STATED PROBLEM - Rewrite the listing below, changing every "calm water surface" to "still lake water" and leaving everything else the same.

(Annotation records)
+ + + +
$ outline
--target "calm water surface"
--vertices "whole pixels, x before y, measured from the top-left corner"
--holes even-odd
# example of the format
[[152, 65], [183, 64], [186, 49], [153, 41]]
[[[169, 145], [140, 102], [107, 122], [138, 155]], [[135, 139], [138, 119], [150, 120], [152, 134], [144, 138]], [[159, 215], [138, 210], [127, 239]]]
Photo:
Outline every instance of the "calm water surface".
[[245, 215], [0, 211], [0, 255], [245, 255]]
+ + + +
WORKED ANSWER -
$ outline
--target "still lake water"
--vertices "whole pixels, x before y, measured from the top-left corner"
--holes even-odd
# example of the format
[[152, 65], [183, 64], [186, 49], [153, 41]]
[[[169, 145], [140, 102], [107, 122], [138, 155]], [[135, 139], [138, 119], [150, 120], [152, 134], [144, 138]], [[159, 215], [138, 210], [127, 239]]]
Photo:
Outline every instance of the "still lake water".
[[245, 215], [0, 211], [0, 255], [245, 255]]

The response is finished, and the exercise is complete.